+++ Data in this exercise +++
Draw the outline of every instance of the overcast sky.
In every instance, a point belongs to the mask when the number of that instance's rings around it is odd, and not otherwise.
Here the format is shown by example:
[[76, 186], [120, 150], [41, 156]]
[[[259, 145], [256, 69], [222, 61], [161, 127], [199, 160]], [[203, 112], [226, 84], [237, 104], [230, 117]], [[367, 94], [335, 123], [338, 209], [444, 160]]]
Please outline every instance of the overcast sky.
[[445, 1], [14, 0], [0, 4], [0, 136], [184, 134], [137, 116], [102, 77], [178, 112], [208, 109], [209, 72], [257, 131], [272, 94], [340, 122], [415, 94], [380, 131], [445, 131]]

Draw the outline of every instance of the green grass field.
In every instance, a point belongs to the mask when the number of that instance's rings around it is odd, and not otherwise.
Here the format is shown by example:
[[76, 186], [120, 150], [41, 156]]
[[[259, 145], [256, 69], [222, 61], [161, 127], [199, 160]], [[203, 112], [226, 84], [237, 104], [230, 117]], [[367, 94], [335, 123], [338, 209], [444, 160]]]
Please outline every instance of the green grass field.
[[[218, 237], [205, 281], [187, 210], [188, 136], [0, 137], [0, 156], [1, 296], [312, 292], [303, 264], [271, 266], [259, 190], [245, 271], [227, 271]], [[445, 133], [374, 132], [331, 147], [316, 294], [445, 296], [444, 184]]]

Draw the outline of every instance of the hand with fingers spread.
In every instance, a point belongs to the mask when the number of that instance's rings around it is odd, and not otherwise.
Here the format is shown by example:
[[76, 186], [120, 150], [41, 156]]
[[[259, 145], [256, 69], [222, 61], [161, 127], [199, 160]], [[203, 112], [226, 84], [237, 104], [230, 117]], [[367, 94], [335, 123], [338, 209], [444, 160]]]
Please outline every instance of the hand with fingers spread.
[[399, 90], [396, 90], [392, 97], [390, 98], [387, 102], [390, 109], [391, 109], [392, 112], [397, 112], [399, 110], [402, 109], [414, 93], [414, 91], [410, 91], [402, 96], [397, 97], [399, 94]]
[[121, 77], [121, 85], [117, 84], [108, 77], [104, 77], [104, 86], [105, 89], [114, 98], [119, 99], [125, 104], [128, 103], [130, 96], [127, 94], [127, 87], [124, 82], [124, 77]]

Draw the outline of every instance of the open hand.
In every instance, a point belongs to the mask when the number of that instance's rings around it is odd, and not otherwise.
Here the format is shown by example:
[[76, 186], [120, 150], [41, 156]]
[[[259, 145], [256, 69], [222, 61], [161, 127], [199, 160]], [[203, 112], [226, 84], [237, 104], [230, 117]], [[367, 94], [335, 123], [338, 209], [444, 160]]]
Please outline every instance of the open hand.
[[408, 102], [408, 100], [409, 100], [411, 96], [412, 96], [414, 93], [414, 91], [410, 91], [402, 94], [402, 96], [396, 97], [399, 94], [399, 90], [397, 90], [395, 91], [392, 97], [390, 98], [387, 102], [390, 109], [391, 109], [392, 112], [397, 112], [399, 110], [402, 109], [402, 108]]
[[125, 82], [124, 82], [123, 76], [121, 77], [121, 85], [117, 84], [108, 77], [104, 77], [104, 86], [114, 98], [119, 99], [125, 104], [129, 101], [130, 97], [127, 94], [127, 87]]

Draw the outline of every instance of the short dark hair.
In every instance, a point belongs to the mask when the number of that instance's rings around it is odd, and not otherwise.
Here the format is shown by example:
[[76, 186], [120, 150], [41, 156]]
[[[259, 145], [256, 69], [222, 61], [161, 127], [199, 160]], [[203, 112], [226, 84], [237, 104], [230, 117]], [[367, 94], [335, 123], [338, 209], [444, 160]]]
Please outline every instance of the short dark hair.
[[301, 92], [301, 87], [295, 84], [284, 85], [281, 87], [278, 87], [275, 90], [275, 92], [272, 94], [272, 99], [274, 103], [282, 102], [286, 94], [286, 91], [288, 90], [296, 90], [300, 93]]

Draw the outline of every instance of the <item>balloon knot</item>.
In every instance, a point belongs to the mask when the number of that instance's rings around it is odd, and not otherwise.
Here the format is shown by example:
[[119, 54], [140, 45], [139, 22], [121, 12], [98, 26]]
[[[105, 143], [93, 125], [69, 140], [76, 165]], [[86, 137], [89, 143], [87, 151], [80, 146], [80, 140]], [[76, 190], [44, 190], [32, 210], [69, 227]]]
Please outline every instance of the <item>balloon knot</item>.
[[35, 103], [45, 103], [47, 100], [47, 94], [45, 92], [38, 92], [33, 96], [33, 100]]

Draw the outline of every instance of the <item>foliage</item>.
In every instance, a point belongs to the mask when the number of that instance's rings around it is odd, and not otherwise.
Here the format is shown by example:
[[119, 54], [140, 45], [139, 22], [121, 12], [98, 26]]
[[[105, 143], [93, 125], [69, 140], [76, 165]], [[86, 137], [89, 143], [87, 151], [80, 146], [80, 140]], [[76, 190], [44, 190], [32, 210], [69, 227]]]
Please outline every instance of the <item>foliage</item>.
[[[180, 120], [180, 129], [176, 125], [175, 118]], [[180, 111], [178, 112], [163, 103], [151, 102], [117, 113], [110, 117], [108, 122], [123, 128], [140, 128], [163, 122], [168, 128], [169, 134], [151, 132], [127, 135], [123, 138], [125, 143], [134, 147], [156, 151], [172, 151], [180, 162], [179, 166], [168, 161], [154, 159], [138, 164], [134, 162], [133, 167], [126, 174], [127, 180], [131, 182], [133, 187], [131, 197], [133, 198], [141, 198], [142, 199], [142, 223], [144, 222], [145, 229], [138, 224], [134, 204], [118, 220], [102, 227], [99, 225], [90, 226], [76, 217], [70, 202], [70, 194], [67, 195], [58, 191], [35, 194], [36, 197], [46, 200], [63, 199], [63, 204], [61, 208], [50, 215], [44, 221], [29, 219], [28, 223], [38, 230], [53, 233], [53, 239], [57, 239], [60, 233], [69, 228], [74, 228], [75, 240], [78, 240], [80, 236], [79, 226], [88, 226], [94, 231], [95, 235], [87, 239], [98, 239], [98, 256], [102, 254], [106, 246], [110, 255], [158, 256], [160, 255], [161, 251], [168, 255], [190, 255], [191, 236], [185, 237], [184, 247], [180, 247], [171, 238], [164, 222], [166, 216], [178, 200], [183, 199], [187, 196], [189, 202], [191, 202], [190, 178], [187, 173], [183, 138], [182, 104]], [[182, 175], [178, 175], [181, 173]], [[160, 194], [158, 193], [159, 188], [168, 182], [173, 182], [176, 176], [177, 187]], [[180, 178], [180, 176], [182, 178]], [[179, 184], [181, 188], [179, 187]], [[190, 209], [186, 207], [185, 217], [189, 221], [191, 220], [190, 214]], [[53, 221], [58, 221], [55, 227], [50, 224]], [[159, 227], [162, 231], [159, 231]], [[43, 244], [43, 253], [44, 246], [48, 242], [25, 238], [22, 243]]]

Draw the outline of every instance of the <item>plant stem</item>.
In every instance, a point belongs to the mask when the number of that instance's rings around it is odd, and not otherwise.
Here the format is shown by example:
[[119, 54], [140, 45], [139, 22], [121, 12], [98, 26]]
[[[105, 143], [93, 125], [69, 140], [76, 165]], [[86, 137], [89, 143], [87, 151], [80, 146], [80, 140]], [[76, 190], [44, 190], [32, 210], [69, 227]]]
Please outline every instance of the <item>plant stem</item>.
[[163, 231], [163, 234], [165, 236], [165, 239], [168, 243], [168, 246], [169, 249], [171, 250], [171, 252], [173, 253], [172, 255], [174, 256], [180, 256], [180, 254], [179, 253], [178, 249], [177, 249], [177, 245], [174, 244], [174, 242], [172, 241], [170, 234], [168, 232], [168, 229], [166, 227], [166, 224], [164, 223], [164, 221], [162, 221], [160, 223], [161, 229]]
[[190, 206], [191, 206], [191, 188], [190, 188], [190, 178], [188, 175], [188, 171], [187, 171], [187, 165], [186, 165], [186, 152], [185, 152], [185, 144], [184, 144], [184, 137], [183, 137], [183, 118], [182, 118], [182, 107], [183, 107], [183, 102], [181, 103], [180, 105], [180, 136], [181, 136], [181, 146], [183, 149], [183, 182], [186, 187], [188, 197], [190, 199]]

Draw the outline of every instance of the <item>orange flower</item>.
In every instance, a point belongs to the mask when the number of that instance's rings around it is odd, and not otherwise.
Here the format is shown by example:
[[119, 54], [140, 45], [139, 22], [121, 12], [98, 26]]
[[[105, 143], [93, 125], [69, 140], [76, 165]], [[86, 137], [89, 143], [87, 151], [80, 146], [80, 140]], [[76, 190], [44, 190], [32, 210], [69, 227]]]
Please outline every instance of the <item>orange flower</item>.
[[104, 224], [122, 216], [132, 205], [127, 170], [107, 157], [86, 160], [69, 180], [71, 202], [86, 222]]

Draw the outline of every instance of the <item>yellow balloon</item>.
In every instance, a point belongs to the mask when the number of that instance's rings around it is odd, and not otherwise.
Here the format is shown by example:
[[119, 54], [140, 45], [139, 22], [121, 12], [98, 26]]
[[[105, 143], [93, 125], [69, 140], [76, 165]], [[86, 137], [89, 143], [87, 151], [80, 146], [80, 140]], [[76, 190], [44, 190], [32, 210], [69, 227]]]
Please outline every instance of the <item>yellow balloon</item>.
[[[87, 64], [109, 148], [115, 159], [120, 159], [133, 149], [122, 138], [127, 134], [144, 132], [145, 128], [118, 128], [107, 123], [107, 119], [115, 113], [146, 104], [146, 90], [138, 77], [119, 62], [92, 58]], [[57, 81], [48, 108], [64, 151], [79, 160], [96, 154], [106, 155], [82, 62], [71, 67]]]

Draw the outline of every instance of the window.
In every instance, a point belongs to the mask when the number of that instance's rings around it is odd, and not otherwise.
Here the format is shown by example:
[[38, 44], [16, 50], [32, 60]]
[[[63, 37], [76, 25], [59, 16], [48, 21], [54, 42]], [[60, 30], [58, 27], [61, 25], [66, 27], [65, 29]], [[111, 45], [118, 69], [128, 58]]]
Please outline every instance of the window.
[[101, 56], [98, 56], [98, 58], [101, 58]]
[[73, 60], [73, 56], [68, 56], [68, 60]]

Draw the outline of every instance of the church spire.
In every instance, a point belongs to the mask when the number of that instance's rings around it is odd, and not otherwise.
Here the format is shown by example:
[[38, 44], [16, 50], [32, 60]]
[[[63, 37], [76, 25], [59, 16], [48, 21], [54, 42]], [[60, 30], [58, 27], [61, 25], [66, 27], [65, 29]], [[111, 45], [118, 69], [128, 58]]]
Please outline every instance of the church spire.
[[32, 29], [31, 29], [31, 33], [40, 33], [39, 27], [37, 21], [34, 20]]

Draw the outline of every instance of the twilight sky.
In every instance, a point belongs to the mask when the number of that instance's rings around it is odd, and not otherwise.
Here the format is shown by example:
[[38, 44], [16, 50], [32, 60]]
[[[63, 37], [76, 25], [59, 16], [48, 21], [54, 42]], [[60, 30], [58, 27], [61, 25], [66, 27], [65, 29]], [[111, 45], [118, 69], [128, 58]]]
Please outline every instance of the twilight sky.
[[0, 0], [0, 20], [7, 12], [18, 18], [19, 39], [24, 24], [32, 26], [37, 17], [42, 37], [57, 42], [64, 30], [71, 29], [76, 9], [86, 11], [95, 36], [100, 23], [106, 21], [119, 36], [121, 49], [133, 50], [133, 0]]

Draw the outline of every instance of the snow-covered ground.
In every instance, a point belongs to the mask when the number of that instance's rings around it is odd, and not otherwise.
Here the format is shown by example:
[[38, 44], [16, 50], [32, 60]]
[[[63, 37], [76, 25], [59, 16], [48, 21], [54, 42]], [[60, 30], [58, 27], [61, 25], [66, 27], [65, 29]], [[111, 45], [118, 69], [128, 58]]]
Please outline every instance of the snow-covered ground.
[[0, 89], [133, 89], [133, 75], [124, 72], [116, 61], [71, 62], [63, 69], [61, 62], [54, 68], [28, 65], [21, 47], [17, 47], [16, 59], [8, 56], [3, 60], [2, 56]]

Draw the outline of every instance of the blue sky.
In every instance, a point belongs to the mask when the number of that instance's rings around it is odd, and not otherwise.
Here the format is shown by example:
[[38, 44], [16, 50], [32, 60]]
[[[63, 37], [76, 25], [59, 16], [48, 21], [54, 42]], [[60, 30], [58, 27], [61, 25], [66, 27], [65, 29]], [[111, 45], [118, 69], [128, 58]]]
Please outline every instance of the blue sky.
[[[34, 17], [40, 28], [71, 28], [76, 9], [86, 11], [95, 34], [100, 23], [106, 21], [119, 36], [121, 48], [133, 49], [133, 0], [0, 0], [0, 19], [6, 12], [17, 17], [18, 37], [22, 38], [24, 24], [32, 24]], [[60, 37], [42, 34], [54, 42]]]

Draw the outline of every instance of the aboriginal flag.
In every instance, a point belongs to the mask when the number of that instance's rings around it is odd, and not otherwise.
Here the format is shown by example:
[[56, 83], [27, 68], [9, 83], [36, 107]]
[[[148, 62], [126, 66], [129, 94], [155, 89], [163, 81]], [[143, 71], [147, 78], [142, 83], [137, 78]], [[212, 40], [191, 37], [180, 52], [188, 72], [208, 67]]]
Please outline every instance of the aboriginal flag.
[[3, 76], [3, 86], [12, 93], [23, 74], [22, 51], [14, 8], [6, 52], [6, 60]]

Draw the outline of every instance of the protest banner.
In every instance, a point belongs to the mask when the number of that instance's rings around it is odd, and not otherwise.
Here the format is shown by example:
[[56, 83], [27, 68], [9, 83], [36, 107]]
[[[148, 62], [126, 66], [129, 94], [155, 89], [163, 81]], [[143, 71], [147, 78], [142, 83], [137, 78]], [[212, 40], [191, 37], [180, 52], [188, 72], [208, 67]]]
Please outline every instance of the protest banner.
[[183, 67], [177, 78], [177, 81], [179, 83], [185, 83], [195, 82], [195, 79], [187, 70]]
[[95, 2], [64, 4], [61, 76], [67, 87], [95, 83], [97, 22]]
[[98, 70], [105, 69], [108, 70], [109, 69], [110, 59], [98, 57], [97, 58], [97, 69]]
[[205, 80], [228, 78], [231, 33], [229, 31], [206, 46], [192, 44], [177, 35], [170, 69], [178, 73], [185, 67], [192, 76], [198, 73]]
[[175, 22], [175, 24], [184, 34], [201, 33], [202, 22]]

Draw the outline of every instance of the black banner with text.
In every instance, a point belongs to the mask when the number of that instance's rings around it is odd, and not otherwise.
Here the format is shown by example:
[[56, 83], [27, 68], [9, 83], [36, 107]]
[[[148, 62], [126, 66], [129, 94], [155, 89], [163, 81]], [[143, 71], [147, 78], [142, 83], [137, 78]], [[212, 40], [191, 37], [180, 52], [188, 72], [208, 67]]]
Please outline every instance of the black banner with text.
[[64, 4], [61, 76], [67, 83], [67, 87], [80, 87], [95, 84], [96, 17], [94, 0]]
+++
▶ _Requirements_: Only those lines running from the one containing "Draw the outline of every instance of the protest" through the last line of the data above are to be copied, exactly, with both ends included.

▶ _Answer_:
Draw the outline of every instance of the protest banner.
In every instance, a point belongs to the mask when the number of that instance's rings around it is odd, and not otherwise.
Here the format is shown by example:
[[56, 83], [27, 68], [9, 83], [36, 107]]
[[[148, 62], [126, 66], [129, 94], [155, 89], [163, 81]], [[143, 71], [147, 78], [142, 83], [137, 78]], [[212, 40], [191, 37], [180, 52], [188, 72], [208, 67]]]
Please outline every instance of the protest banner.
[[183, 67], [177, 78], [177, 81], [179, 83], [185, 83], [195, 82], [195, 79], [187, 70]]
[[95, 2], [64, 4], [61, 76], [67, 87], [95, 83], [97, 22]]
[[98, 70], [105, 69], [108, 70], [109, 69], [110, 59], [98, 57], [97, 58], [97, 69]]
[[205, 80], [228, 78], [231, 33], [229, 31], [206, 46], [192, 44], [177, 35], [170, 69], [178, 73], [185, 67], [192, 76], [198, 73]]
[[175, 22], [175, 24], [184, 34], [201, 33], [202, 22]]

Draw the outline of every instance of the black banner with text.
In every instance, a point belongs to the mask when the number of that instance's rings around it is odd, and not otherwise.
Here the format is shown by example:
[[56, 83], [27, 68], [9, 83], [36, 107]]
[[[148, 62], [126, 66], [129, 94], [155, 89], [163, 81]], [[143, 71], [147, 78], [142, 83], [137, 78]], [[212, 40], [191, 37], [180, 52], [188, 72], [208, 67]]]
Please outline every instance of the black banner with text.
[[64, 4], [61, 76], [67, 83], [67, 87], [80, 87], [95, 84], [96, 17], [94, 0]]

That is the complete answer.